SELECTED PASSAGE.
"""

This LSF config setting is read here: https://github.com/nextflow-io/nextflow/blob/2fb5bc07f2ad1309c9743b8675bb8003892e3eb7/modules/nextflow/src/main/groovy/nextflow/executor/LsfExecutor.groovy#L315-L320

And the memory options are defined here: https://github.com/nextflow-io/nextflow/blob/2fb5bc07f2ad1309c9743b8675bb8003892e3eb7/modules/nextflow/src/main/groovy/nextflow/executor/LsfExecutor.groovy#L92-L103

So you can see how the various config options affect the final submit options. Maybe you can use the executor.perJobMemLimit or executor.perTaskReserve options to get what you need

bentsherman avatar Jul 30 '24 18:07 bentsherman

thanks @bentsherman for the info. i had another thought recently.. what do you think of explicitly adding units to the submission string? so that nextflow produces something like bsub -M 50000KB rather than bsub -M 50000? if doable, that seems like it should make this more robust, make my problem go away, and add clarity without changing existing behavior/ features?

d-callan avatar Aug 09 '24 14:08 d-callan

I didn't realize that was an option. It would make things much simpler. Can a unit be specified for all of those memory settings?

"""

WHAT IS BEING ASKED. Could you carry on the thread above about memory units in Nextflow's LSF submit options, picking up after its last message?

EXTRACTED MATERIAL.
"""

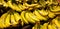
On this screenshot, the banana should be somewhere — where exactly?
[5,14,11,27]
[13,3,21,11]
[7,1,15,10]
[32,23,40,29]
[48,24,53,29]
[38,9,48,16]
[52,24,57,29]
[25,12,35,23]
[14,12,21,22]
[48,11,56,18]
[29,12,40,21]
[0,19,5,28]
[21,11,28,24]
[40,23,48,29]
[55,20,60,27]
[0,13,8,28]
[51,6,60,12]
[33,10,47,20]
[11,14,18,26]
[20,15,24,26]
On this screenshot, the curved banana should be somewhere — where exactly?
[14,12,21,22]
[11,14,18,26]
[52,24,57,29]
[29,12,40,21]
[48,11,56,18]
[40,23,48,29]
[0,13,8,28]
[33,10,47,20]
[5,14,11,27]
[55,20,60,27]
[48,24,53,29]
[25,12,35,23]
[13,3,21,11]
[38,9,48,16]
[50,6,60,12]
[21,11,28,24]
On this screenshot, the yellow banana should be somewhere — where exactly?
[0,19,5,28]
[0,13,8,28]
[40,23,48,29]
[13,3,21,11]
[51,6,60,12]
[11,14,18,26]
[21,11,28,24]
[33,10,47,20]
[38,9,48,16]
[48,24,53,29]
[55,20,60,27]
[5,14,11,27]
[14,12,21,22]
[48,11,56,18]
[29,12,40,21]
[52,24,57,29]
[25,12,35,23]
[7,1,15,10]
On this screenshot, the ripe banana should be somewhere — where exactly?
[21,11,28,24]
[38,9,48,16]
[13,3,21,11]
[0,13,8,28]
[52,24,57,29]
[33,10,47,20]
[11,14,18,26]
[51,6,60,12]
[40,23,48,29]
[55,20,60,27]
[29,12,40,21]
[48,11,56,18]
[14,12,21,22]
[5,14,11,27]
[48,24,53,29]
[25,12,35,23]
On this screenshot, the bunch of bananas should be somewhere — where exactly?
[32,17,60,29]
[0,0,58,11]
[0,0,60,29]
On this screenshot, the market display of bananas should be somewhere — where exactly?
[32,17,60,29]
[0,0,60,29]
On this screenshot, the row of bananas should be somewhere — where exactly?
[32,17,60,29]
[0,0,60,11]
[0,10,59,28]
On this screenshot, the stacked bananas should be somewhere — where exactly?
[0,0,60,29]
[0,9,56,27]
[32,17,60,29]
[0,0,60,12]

"""
"""

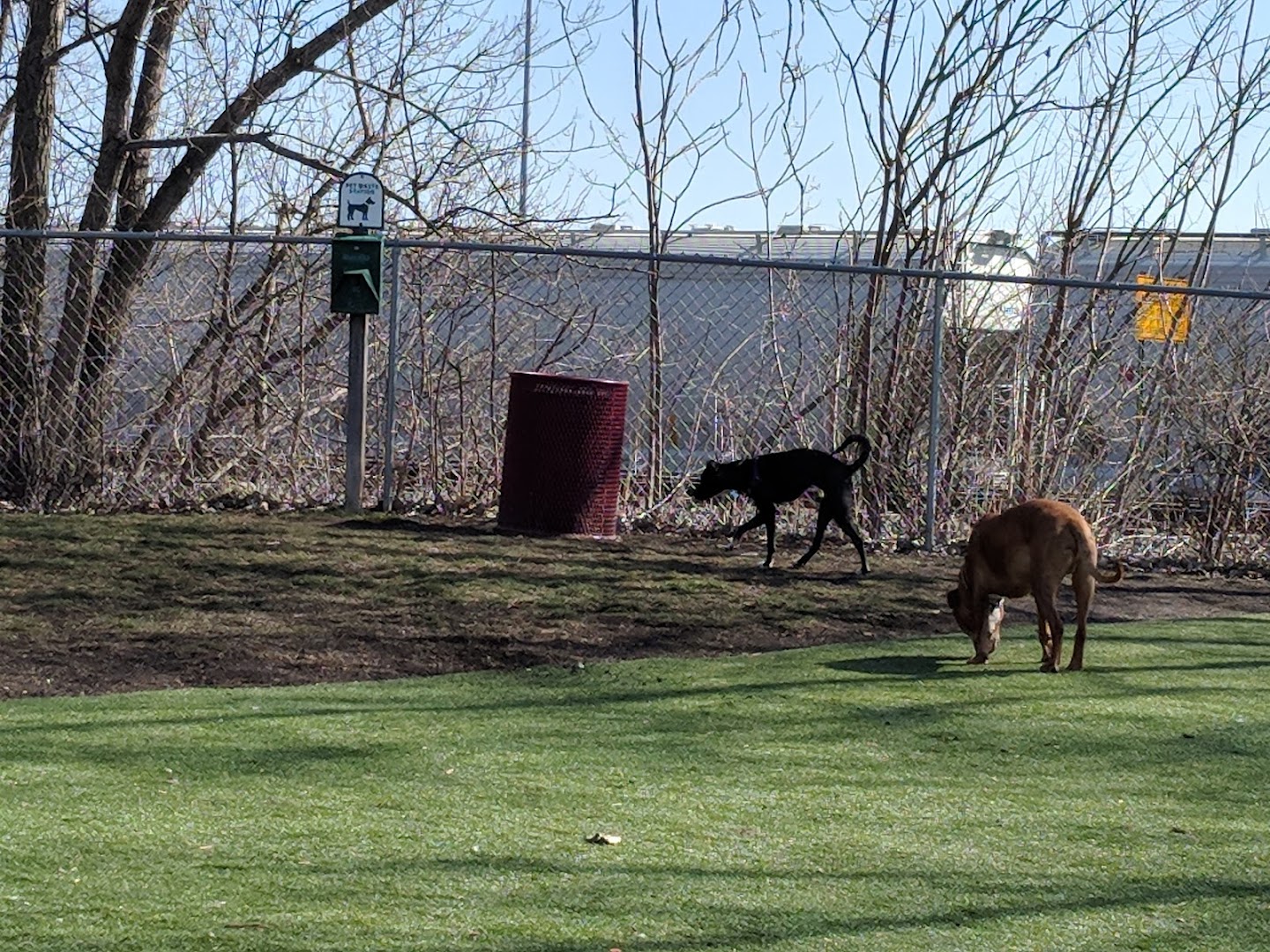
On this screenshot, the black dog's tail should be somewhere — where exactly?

"""
"""

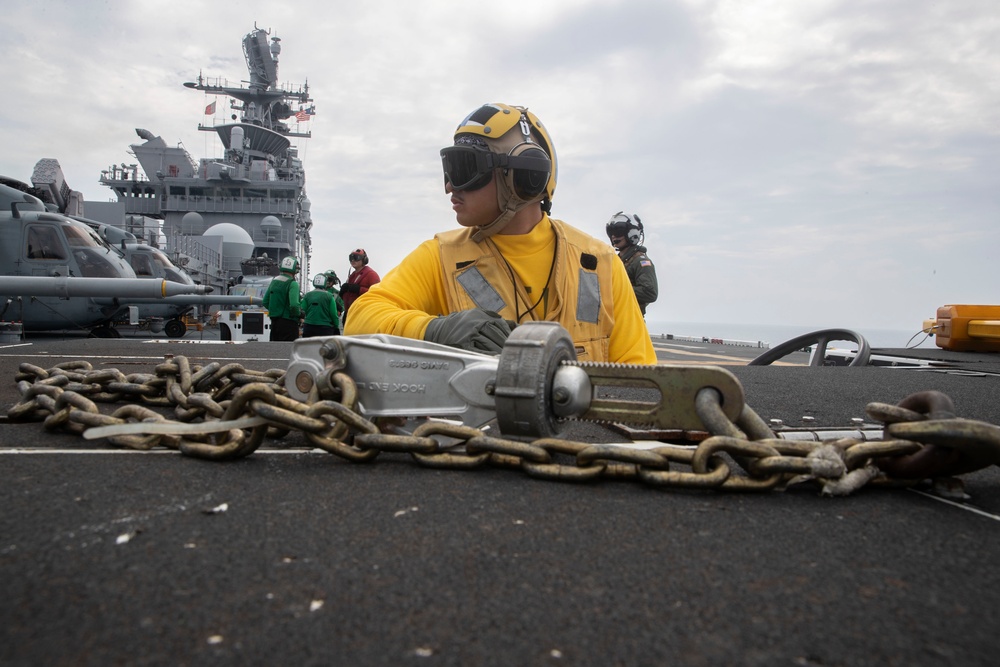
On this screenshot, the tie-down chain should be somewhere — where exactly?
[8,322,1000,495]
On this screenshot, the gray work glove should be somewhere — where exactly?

"""

WRITTEN RESPONSE.
bentsherman avatar Aug 09 '24 15:08 bentsherman

hmm. good question. ive just now gone and tried to ask for an interactive node on my cluster like bsub -M 4GB -R "select[mem>=8GB] rusage[mem=8GB]" -Is bash and nothing screamed at me or caught fire.. so that seems promising.

d-callan avatar Aug 09 '24 16:08 d-callan

Okay I see it is documented here: https://www.ibm.com/docs/en/spectrum-lsf/10.1.0?topic=requirements-resource-requirement-strings#vnmbvn__title__3

Assuming this syntax has been supported for a while, it should be fine for Nextflow to use it. I will draft a PR

bentsherman avatar Aug 09 '24 17:08 bentsherman

This issue has been automatically marked as stale because it has not had recent activity. It will be closed if no further activity occurs. Thank you for your contributions.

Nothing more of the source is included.